» **SUPPLIED MATERIAL**:

(begin)

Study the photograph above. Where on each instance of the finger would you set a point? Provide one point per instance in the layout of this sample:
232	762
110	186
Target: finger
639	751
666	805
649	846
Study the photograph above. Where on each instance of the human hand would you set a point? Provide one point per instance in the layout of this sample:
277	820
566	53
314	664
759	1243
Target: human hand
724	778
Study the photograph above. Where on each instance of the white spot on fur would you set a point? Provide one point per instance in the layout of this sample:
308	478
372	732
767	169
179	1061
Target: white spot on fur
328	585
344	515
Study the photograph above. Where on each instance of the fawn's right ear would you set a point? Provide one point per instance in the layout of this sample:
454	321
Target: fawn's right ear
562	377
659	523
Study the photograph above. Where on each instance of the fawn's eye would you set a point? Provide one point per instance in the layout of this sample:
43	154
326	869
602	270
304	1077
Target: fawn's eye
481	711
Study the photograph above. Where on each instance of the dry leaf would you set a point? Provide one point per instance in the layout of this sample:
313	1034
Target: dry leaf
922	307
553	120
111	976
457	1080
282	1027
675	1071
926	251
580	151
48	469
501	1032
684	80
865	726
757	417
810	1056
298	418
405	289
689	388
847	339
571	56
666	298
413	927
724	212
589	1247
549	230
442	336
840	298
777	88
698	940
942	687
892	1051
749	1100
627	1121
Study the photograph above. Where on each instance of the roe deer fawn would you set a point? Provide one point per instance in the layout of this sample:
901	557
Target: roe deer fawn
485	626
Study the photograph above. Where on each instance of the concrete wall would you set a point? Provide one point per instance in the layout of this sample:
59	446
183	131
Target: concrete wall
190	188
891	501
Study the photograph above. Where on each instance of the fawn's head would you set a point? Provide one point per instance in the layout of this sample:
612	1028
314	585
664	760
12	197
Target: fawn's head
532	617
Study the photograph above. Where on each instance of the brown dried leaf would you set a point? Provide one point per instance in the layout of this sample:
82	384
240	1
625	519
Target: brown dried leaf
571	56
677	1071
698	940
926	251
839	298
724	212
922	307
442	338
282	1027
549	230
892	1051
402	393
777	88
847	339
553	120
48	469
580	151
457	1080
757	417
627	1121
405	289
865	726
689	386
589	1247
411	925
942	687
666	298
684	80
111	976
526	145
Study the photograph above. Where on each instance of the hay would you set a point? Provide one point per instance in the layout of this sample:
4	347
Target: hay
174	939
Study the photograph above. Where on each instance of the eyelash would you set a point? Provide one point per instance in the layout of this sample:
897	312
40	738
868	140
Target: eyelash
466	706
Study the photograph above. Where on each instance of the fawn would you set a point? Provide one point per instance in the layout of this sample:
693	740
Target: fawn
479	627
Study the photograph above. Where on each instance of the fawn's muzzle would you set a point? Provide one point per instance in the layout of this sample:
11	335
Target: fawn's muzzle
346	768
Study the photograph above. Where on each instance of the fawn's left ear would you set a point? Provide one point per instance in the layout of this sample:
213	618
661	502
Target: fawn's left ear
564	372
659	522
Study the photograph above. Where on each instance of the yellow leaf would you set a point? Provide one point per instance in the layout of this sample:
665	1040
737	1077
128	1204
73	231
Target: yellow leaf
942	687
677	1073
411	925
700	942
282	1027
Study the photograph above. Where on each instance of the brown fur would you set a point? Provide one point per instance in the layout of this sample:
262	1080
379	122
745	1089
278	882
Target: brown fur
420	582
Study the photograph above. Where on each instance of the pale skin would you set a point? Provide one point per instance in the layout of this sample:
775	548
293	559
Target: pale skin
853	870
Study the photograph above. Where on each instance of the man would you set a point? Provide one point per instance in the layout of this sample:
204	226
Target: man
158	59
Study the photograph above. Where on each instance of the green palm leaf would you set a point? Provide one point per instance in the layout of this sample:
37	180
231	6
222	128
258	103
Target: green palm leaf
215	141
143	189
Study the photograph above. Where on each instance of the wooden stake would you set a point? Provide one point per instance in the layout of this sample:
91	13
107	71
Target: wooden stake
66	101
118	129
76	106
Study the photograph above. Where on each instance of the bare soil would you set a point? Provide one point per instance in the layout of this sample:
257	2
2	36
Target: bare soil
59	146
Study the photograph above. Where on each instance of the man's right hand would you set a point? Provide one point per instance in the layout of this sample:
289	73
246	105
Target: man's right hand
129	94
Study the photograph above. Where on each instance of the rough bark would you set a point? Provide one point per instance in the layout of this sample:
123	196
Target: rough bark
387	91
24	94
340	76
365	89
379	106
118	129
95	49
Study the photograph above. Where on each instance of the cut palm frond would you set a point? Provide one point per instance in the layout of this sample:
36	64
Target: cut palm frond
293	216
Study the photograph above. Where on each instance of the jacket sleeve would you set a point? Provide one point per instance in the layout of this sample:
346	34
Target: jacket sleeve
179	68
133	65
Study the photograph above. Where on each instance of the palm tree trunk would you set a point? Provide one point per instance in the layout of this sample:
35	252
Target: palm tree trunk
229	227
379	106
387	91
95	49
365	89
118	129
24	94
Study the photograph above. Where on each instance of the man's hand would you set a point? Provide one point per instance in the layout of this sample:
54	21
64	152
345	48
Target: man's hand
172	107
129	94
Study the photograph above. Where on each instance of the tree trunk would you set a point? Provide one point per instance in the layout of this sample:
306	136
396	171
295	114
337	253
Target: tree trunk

(end)

» **EXERCISE DETAILS**:
Edit the stretch of the listing from the line containing "Study the photograph above. Where on each instance of the rough" through the end of the listing, replacing "jacket sleeve" with "coat sleeve" and leaving everything else unchanged.

» **COMPLETED TASK**:
Study the photograph above. Where on each instance of the rough bark would you set a point? Provide one point per instance in the layout of this sample:
123	196
Target: rough bark
387	91
24	94
340	76
365	89
379	106
118	129
95	49
Study the photograph above. Where on each instance of the cut palm frond would you set a point? Provide one point per instance in the layout of this sample:
36	64
Target: cut palm frond
293	216
Study the photograph above. Where on each instance of the coat sleeve would you set a point? Provide one point per instance in the layout of this sample:
346	34
Target: coat sleeve
179	68
133	65
Study the photograph above. Where on each instance of the palm tree trunk would you set a point? Provide one point per instance in the layout of this sample:
35	252
Target: palm tree trunk
229	227
379	106
387	91
95	49
365	89
118	129
24	94
Study the photograph above. Where on each instance of the man's hand would you set a point? Provide one point per instance in the layout of this sample:
54	21
64	152
345	48
Target: man's hand
172	107
129	94
Study the photograph above. Where on each instance of the tree trunk would you set a point? Provide one point per instance in the layout of this sample:
306	136
396	171
295	114
337	253
Target: tree trunk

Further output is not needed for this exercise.